• Instruction
Extract every line in the records below that contains the string "batting", and copy each such line in full.
■ ■ ■
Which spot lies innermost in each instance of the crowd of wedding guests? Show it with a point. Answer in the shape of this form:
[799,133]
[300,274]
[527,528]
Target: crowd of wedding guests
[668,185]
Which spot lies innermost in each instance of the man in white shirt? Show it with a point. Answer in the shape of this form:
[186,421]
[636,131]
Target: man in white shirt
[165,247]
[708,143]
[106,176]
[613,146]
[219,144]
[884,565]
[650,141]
■ ■ ■
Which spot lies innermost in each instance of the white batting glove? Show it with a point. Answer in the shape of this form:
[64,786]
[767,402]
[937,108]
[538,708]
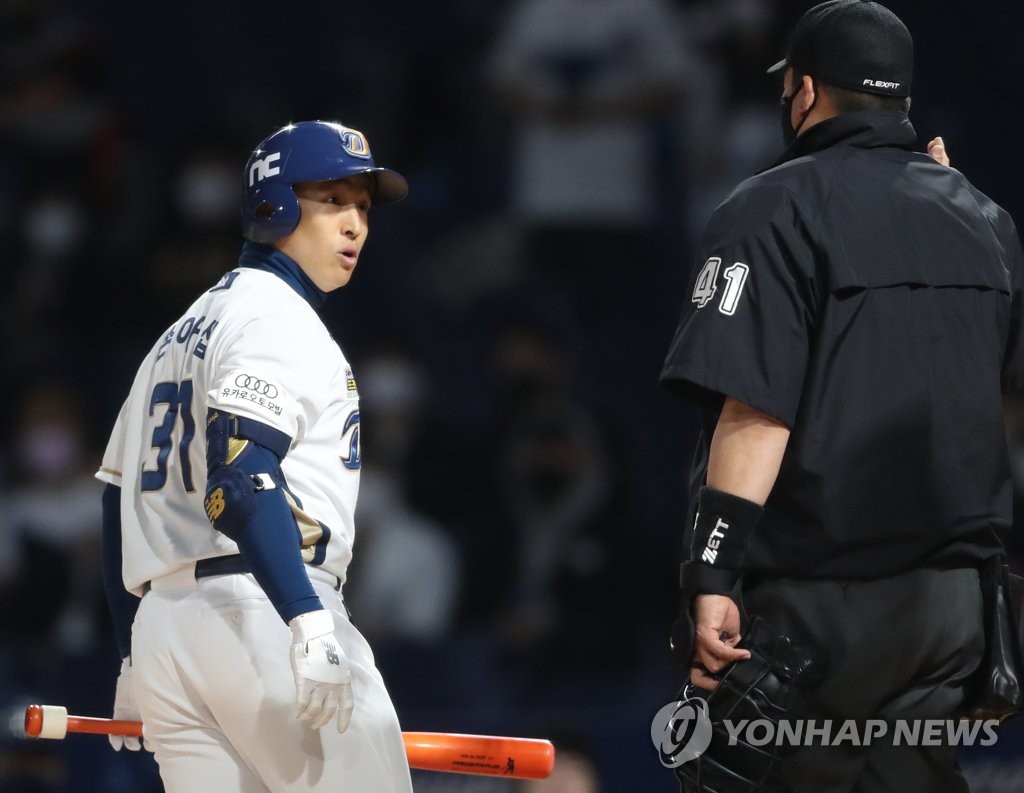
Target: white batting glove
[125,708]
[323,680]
■ ■ ■
• Result
Which spot lies innermost in each instance of the white batting glove? Show it with a point. Answer in the shape of this form:
Target: white batting glove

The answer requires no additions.